- WHAT IS BEING ASKED
Condense the paragraph of the essay on Nabokov's "Signs and Symbols" that begins "I worked in mental health for nine years" into a short list of its main points.
[[ GIVEN TEXT open ]]
‘Signs and Symbols’ by Vladimir Nabokov

I worked in mental health for nine years. For double that time I’ve had a mental illness that I felt was best managed by working in mental health settings. It is not hyperbolic to say that no encounter with a therapist, as a patient, nor with a patient, as a practitioner, helped me understand mental illness so much as ‘Signs and Symbols’ by Vladimir Nabokov. I recently read a relative’s psychiatric records from the 1950s and the main symptom the doctor was concerned about was the patient’s bibliophilia. They recommended that he read less. Nabokov knew acutely the experiences of plenitude and penury. It was key that plentitude came first. Had Nabokov just kept his associations in his head, and not on the page, then his life experience would have been markedly different. There’s a type of mania called apophenia, which involves the sufferer making incessant spontaneous connections between unrelated phenomena. Nabokov takes a brand of this, and describes the condition more solipsistically as ‘referential mania’. This story reminds me again of how obsessed we are with functionality. I once stood in a boardroom where graphic designers discussed for hours the shape of a bird’s tail that was due to appear on a book cover. Transplant that conversation to a bus stop, give it no outcome and witness how it’s interpreted. The world puts us in our boxes and in our little jars. The boy that the parents visit at the asylum in ‘Symbols & Signs’, who has made several attempts on his life, wants to ‘tear a hole in his world and escape’. But for me, the fissures are already there. Human beings are the tears in the world. And it is the categorisations that make this story heartbreaking. A tear can be seen from both sides of the surface. There is a confluence to it but Nabokov shows us how looking out from the tear and looking into it are essentially two different languages.
[[ GIVEN TEXT closed ]]
[[ STORED DATA open ]]
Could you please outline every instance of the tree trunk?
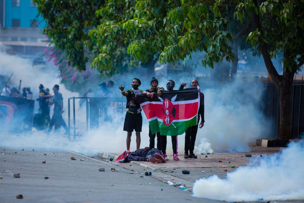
[[ STORED DATA closed ]]
- YOUR RESPONSE
- The writer worked in mental health for nine years and has had a mental illness for eighteen, managed by working in mental health settings.
- No encounter as patient or practitioner helped the writer understand mental illness as much as Nabokov's "Signs and Symbols."
- A relative's 1950s psychiatric records listed bibliophilia as the main symptom, and the doctor recommended that he read less.
- Nabokov knew both plenitude and penury, and it mattered that plenitude came first; had he kept his associations in his head rather than on the page, his life would have been markedly different.
- Apophenia is a mania of making incessant connections between unrelated things; Nabokov describes a brand of it as "referential mania."
- The story shows how obsessed we are with functionality: designers debating a bird's tail for a book cover is accepted in a boardroom, but the same talk at a bus stop, with no outcome, would be read very differently.
- The boy in the asylum, who has made several attempts on his life, wants to "tear a hole in his world and escape," but for the writer the tears already exist: human beings are the tears in the world.
- The world's categorizations make the story heartbreaking; a tear can be seen from both sides, and Nabokov shows that looking out from it and looking into it are two different languages.